> _Saved data entries_:
= = =

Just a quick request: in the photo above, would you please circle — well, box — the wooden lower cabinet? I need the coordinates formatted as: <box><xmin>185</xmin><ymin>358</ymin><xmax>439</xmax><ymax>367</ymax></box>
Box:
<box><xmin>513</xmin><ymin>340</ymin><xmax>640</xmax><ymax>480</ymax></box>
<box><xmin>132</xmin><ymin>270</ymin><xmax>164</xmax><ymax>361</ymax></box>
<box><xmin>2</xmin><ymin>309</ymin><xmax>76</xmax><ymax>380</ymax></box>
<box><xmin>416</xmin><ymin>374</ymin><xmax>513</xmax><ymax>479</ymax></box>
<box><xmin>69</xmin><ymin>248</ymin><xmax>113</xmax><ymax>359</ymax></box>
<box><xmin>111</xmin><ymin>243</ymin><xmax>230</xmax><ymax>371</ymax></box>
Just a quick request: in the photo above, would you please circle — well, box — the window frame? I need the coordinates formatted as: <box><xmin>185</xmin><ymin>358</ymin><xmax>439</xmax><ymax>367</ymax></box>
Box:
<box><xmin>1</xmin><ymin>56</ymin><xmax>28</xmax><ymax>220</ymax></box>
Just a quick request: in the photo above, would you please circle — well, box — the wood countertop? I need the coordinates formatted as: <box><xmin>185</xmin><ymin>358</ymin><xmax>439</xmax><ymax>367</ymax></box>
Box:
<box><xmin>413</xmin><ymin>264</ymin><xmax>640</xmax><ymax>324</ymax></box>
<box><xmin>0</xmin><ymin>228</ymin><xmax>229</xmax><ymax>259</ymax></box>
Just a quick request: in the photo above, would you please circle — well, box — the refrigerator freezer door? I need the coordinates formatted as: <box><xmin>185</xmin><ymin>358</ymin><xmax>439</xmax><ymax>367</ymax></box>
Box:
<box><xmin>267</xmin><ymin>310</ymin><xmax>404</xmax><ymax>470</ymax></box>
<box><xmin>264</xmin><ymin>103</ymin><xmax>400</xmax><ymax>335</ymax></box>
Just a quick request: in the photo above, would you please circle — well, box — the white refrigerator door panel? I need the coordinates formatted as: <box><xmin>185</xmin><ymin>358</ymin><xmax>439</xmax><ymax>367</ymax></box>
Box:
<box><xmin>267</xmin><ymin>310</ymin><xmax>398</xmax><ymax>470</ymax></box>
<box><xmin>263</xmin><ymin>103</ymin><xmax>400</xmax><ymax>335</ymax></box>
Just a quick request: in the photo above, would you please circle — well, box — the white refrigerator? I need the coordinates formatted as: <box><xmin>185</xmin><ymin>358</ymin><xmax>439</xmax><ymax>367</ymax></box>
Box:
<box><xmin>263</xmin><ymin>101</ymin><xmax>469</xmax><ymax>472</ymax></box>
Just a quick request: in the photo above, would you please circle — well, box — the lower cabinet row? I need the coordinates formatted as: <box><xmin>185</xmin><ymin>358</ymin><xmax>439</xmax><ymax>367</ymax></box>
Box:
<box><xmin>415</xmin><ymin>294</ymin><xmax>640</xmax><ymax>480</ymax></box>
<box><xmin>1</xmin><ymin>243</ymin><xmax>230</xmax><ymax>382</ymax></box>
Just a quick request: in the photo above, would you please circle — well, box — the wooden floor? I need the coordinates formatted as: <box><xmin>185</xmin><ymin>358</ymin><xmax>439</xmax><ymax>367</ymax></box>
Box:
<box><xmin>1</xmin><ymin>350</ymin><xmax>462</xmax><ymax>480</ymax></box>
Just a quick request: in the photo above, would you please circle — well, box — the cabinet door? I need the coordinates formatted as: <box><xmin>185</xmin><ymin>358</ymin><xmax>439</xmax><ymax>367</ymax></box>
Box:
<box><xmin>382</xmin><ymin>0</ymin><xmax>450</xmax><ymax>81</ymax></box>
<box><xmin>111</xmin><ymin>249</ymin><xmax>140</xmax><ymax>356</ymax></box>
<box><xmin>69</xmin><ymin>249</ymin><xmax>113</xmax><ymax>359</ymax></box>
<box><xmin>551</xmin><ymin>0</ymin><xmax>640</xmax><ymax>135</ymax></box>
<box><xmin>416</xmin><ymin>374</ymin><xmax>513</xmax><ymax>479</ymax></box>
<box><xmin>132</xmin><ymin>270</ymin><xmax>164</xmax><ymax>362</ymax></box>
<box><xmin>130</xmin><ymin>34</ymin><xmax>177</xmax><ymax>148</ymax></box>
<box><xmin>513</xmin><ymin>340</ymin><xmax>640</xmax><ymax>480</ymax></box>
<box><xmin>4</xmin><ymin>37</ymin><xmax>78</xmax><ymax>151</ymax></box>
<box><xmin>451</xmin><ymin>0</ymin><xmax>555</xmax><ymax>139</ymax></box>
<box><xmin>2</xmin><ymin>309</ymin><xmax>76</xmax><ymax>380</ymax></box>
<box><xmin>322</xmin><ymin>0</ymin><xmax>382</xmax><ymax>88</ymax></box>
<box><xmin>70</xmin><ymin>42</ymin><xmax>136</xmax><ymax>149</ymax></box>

= = =

> _What is needed_:
Give the records again, unchanged and complete.

> _Answer section_:
Just a quick request: in the photo above, would you please circle — well, box — the wooden lower cabinet? I need the coordinates formatted as: <box><xmin>185</xmin><ymin>358</ymin><xmax>439</xmax><ymax>367</ymax></box>
Box:
<box><xmin>513</xmin><ymin>340</ymin><xmax>640</xmax><ymax>480</ymax></box>
<box><xmin>132</xmin><ymin>270</ymin><xmax>164</xmax><ymax>361</ymax></box>
<box><xmin>2</xmin><ymin>309</ymin><xmax>76</xmax><ymax>380</ymax></box>
<box><xmin>416</xmin><ymin>374</ymin><xmax>513</xmax><ymax>479</ymax></box>
<box><xmin>69</xmin><ymin>248</ymin><xmax>113</xmax><ymax>359</ymax></box>
<box><xmin>111</xmin><ymin>243</ymin><xmax>230</xmax><ymax>371</ymax></box>
Just a quick request: in the photo above, would you please circle — well, box — the window frame? I need the coordinates formatted as: <box><xmin>185</xmin><ymin>358</ymin><xmax>439</xmax><ymax>367</ymax></box>
Box:
<box><xmin>1</xmin><ymin>56</ymin><xmax>28</xmax><ymax>220</ymax></box>
Just a quick request: in the photo above, would you please circle — well, box — the wood countertop? I need the coordinates formatted as: <box><xmin>185</xmin><ymin>358</ymin><xmax>439</xmax><ymax>367</ymax></box>
Box:
<box><xmin>413</xmin><ymin>264</ymin><xmax>640</xmax><ymax>324</ymax></box>
<box><xmin>0</xmin><ymin>228</ymin><xmax>229</xmax><ymax>259</ymax></box>
Just a quick request: in the photo above, would you please circle — well, box — the refrigerator freezer door? I need the coordinates formatted as: <box><xmin>185</xmin><ymin>358</ymin><xmax>439</xmax><ymax>367</ymax></box>
Box:
<box><xmin>267</xmin><ymin>310</ymin><xmax>404</xmax><ymax>470</ymax></box>
<box><xmin>264</xmin><ymin>103</ymin><xmax>400</xmax><ymax>335</ymax></box>
Just a quick request: in the photo above, would you please circle — well, box — the white refrigerator door panel? I need the coordinates formatted as: <box><xmin>185</xmin><ymin>358</ymin><xmax>439</xmax><ymax>367</ymax></box>
Box:
<box><xmin>267</xmin><ymin>310</ymin><xmax>398</xmax><ymax>470</ymax></box>
<box><xmin>263</xmin><ymin>103</ymin><xmax>400</xmax><ymax>335</ymax></box>
Just a quick request: in the photo above, would you please circle — well, box — the white refrigerator? I need the coordinates formatted as: <box><xmin>185</xmin><ymin>358</ymin><xmax>439</xmax><ymax>367</ymax></box>
Box:
<box><xmin>263</xmin><ymin>101</ymin><xmax>469</xmax><ymax>472</ymax></box>
Just a quick request: in the photo above, would you please circle — well, box — the lower cabinet row? I need the coordinates formatted as: <box><xmin>185</xmin><ymin>358</ymin><xmax>439</xmax><ymax>367</ymax></box>
Box:
<box><xmin>415</xmin><ymin>294</ymin><xmax>640</xmax><ymax>480</ymax></box>
<box><xmin>1</xmin><ymin>243</ymin><xmax>230</xmax><ymax>382</ymax></box>
Just a quick request: in the photo above, would you please circle — well, box — the wooden floor? I need the coordinates formatted as: <box><xmin>185</xmin><ymin>358</ymin><xmax>439</xmax><ymax>367</ymax></box>
Box:
<box><xmin>1</xmin><ymin>350</ymin><xmax>462</xmax><ymax>480</ymax></box>
Just a quick request: in the photo above, would you please circle — well, box — the cabinet door? I need the coordinates formatted as: <box><xmin>185</xmin><ymin>358</ymin><xmax>439</xmax><ymax>367</ymax></box>
Box:
<box><xmin>382</xmin><ymin>0</ymin><xmax>450</xmax><ymax>81</ymax></box>
<box><xmin>111</xmin><ymin>249</ymin><xmax>140</xmax><ymax>356</ymax></box>
<box><xmin>69</xmin><ymin>249</ymin><xmax>113</xmax><ymax>359</ymax></box>
<box><xmin>551</xmin><ymin>0</ymin><xmax>640</xmax><ymax>135</ymax></box>
<box><xmin>416</xmin><ymin>374</ymin><xmax>513</xmax><ymax>479</ymax></box>
<box><xmin>132</xmin><ymin>270</ymin><xmax>164</xmax><ymax>362</ymax></box>
<box><xmin>130</xmin><ymin>34</ymin><xmax>177</xmax><ymax>148</ymax></box>
<box><xmin>513</xmin><ymin>340</ymin><xmax>640</xmax><ymax>480</ymax></box>
<box><xmin>4</xmin><ymin>37</ymin><xmax>78</xmax><ymax>151</ymax></box>
<box><xmin>451</xmin><ymin>0</ymin><xmax>555</xmax><ymax>139</ymax></box>
<box><xmin>2</xmin><ymin>309</ymin><xmax>76</xmax><ymax>380</ymax></box>
<box><xmin>322</xmin><ymin>0</ymin><xmax>382</xmax><ymax>88</ymax></box>
<box><xmin>70</xmin><ymin>42</ymin><xmax>136</xmax><ymax>149</ymax></box>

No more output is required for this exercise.